**Required action**
In the listing below, locate the line containing "of the circular" and the line containing "Target: nels publisher logo". Output both of them and every line between, exactly as written, and nothing more.

**Material shown**

══════════

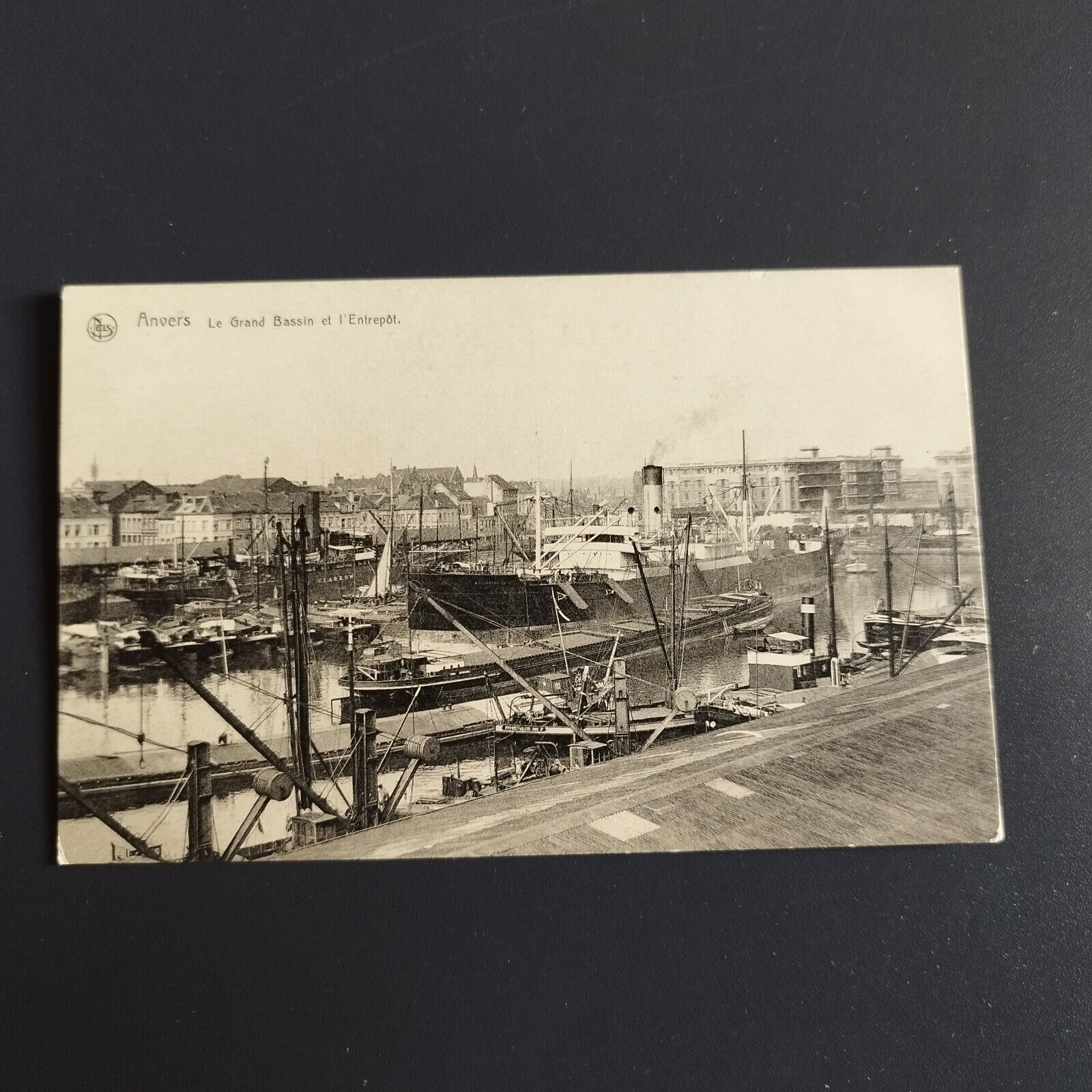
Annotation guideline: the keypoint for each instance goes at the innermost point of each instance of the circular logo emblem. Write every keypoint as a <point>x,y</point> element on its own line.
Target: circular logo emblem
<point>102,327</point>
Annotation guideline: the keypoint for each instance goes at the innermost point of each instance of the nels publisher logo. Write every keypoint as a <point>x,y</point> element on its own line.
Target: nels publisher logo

══════════

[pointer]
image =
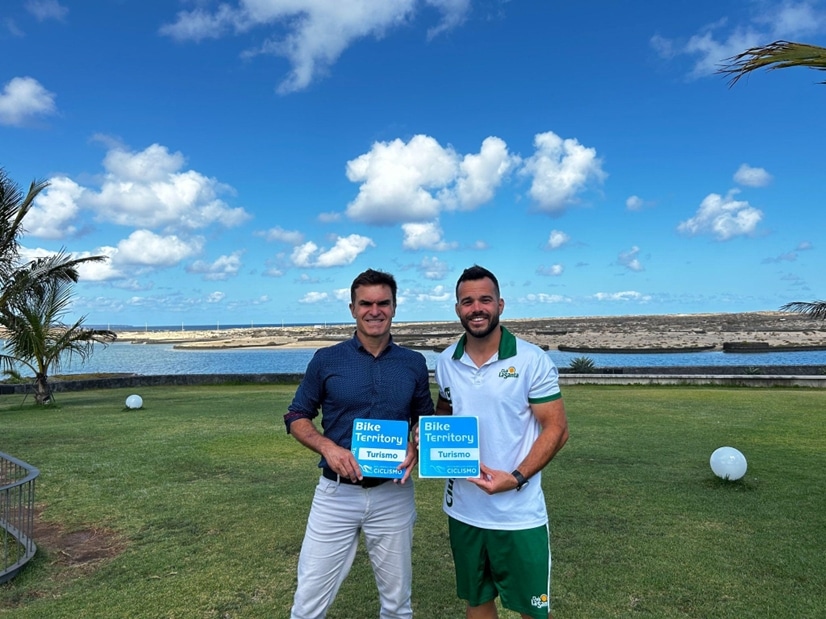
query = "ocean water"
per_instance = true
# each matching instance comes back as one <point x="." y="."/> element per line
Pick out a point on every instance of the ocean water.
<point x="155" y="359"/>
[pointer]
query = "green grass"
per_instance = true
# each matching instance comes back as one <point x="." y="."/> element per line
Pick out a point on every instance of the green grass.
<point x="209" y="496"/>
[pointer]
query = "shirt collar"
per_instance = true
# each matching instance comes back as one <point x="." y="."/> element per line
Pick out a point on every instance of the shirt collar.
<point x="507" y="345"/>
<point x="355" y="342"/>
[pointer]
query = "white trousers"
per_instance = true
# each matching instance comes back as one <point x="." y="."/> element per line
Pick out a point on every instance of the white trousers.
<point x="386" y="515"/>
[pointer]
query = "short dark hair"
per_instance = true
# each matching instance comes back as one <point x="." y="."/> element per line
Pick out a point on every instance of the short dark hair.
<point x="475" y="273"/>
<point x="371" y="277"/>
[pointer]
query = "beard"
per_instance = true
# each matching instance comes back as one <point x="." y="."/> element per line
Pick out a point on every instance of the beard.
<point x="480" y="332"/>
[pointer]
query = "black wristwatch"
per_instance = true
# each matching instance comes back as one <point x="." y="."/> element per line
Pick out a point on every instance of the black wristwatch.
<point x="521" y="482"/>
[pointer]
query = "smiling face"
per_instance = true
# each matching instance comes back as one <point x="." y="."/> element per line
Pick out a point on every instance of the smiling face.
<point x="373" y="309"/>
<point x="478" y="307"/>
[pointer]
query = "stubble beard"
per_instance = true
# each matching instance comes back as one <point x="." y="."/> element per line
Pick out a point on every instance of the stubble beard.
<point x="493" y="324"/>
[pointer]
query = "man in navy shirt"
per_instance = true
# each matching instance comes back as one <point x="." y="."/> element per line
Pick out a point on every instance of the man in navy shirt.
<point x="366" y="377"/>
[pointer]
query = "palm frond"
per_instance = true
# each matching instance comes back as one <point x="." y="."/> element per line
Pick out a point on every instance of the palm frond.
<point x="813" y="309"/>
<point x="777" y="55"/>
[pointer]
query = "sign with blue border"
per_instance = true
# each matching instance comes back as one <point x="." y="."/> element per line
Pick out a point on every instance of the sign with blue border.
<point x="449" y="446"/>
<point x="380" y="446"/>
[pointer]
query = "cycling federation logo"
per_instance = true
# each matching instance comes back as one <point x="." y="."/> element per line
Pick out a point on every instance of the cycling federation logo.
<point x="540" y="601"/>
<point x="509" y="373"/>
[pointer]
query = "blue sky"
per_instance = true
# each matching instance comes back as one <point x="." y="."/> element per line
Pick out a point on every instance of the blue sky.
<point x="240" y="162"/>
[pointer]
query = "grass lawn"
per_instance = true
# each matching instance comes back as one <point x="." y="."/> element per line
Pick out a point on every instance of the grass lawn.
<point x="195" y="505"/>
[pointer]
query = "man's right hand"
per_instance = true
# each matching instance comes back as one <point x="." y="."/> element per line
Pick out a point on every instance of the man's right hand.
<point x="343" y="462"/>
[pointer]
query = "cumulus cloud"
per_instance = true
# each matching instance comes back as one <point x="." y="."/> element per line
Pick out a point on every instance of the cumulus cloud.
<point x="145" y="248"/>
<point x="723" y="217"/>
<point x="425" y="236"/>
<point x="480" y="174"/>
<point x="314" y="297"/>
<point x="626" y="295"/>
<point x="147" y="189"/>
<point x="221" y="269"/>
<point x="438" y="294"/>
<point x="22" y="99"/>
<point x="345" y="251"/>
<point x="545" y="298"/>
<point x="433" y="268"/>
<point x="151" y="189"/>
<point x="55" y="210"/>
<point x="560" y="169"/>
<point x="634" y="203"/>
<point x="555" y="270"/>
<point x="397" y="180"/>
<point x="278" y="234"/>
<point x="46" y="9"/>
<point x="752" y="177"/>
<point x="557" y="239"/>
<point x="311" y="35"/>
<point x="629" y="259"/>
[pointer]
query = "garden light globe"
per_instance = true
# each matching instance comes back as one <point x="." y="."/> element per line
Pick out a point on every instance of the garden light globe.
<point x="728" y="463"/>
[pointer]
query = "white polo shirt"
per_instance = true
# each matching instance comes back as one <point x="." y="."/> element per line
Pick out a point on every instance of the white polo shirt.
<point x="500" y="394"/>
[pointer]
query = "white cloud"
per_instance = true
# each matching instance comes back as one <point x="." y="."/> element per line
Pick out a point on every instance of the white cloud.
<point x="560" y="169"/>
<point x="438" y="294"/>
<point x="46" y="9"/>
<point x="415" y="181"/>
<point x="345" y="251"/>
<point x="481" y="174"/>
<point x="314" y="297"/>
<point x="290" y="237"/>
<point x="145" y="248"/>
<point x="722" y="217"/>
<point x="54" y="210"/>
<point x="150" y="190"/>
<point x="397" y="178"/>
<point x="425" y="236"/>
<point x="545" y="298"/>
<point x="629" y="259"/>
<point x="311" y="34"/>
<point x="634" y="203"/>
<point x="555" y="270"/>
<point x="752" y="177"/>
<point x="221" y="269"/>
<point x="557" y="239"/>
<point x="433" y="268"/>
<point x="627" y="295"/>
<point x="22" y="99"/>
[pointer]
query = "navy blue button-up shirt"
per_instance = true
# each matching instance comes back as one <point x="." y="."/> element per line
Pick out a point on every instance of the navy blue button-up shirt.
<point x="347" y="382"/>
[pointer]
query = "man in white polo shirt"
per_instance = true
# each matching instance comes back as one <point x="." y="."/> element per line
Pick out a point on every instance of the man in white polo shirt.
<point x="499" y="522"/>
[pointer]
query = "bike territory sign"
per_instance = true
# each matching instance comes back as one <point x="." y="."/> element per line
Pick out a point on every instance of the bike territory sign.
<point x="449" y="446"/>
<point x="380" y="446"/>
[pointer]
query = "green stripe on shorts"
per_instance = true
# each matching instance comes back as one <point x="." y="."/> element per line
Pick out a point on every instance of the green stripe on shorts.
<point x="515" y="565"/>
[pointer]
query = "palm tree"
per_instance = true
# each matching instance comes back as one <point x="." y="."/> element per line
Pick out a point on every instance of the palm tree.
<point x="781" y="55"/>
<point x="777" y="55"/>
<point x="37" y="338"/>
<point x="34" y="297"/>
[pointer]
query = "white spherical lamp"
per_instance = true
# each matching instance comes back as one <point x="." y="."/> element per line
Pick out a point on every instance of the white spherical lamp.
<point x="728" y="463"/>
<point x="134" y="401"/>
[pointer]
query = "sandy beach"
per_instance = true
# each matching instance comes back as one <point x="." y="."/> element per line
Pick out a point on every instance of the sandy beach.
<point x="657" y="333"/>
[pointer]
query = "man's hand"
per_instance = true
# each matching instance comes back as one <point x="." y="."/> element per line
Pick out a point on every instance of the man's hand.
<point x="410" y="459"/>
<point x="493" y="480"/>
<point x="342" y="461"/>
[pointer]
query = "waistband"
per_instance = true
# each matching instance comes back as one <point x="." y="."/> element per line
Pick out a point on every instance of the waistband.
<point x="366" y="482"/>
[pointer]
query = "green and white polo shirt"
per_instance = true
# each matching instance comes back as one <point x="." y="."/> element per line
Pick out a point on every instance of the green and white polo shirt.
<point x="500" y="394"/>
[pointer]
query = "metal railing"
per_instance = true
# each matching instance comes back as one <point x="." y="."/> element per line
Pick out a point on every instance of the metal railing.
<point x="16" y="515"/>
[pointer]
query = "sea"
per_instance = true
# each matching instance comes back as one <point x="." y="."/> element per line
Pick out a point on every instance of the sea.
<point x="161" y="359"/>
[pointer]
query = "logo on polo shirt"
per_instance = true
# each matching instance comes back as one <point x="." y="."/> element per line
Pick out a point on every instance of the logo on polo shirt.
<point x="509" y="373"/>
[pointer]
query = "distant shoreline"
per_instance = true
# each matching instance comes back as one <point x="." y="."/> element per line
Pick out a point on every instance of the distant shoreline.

══════════

**Written solution**
Annotation guideline: the keypoint for each instance goes at the innermost point of each instance of the circular logo emblem. Write every keypoint as a <point>x,y</point> element on its own line.
Target: circular logo emblem
<point>102,327</point>
Annotation guideline: the keypoint for each instance goes at the innermost point of each instance of the nels publisher logo. Write every keypoint as a <point>x,y</point> element on its own line.
Target: nels publisher logo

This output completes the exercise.